- What is being asked: Write out the listing beneath this instruction in its entirety, exactly as it reads.

- Data supplied:
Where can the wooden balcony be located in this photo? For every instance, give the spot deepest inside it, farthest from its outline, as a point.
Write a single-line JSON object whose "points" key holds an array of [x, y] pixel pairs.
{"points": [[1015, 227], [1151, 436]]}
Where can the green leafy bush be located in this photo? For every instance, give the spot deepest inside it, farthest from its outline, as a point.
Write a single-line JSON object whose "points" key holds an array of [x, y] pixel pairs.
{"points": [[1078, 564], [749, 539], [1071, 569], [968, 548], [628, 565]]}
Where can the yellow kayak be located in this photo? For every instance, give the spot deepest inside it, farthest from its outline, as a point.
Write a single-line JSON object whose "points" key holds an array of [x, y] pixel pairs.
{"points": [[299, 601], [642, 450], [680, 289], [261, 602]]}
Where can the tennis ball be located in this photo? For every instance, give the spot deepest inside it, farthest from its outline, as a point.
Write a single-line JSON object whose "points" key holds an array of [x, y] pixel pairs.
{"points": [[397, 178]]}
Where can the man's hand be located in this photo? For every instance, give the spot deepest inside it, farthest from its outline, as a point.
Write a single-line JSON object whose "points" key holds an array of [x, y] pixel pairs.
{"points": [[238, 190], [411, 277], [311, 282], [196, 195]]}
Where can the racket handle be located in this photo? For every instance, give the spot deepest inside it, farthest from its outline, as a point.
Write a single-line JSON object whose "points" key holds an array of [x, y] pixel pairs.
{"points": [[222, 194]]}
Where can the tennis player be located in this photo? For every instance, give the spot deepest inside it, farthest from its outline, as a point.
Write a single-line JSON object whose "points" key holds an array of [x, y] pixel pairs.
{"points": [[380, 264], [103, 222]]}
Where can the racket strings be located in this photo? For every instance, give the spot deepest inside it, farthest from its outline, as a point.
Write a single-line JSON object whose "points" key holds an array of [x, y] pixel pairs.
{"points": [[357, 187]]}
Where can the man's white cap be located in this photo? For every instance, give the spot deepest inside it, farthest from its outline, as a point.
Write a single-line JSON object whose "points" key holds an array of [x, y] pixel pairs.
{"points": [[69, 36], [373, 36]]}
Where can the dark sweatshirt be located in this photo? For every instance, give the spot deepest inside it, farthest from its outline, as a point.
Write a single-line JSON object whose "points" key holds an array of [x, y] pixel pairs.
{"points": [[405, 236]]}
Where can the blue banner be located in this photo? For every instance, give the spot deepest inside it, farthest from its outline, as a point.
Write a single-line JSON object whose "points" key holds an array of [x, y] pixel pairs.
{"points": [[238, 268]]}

- Solution for this task:
Where can the wooden balcony be located in this photo? For every instance, give the spot deepest inside it, farthest from its outline, as a point.
Write a single-line JSON object whose "points" key holds an array of [x, y] pixel pairs.
{"points": [[1015, 227], [1151, 436]]}
Where can the green leafy bush be located in this photo? For every instance, give the spot deepest inside it, farthest from its outline, as a point.
Write a single-line JSON object whose "points" key holds an array of [x, y] pixel pairs.
{"points": [[1078, 564], [749, 539], [1071, 569], [968, 548], [628, 565]]}
Where can the yellow kayak be located in this photo? For every instance, give the spot deepest inside it, farthest from its outline, as a point.
Write a single-line JSON object whose "points" key holds an array of [x, y] pixel pairs.
{"points": [[299, 601], [642, 450], [680, 289], [261, 602]]}
Where can the tennis ball be located in this photo? For every instance, give the spot deepest inside it, farthest from its outline, as a point.
Write a single-line JSON object whose "points" key holds an array of [x, y] pixel pairs.
{"points": [[397, 178]]}
Where can the man's hand be located in this photo? For every instance, give the spot deepest inside it, farthest from its outline, as a point.
Write a single-line JSON object whose "points" key holds an array of [x, y] pixel pairs.
{"points": [[238, 190], [411, 277], [311, 282], [196, 195]]}
Where can the racket handle be located in this photo? For every instance, give the spot deepest inside it, farthest from its outline, as a point.
Write a single-line JSON object whose "points" key holds an array of [x, y] pixel pairs.
{"points": [[222, 194]]}
Where can the tennis player be located in this photo? For every instance, give the spot deepest inside it, farthest from its outline, as a point.
Write a single-line JSON object whose "points" key holds an array of [x, y] pixel pairs.
{"points": [[380, 264], [103, 222]]}
Where can the racket strings be located in this photo? For every instance, give the spot deepest inside it, farthest from its outline, as a point.
Write a single-line JSON object whose "points" key holds an array of [x, y] pixel pairs.
{"points": [[357, 187]]}
Where can the man's white cap be located in this photo? For every instance, give the spot deepest inside it, farthest from its outline, as a point.
Write a single-line JSON object whose "points" key holds an array of [x, y] pixel pairs.
{"points": [[69, 36], [373, 36]]}
Where can the dark sweatshirt be located in this photo? For every instance, give the spot deepest inside it, farthest from its outline, as a point.
Write a single-line JSON object whose "points" key holds an array of [x, y] pixel pairs.
{"points": [[405, 236]]}
Where can the blue banner be located in this photo? For every instance, give the spot deepest inside it, farthest from its outline, as a point.
Write a single-line JSON object whose "points" key holds an array of [x, y] pixel pairs.
{"points": [[238, 268]]}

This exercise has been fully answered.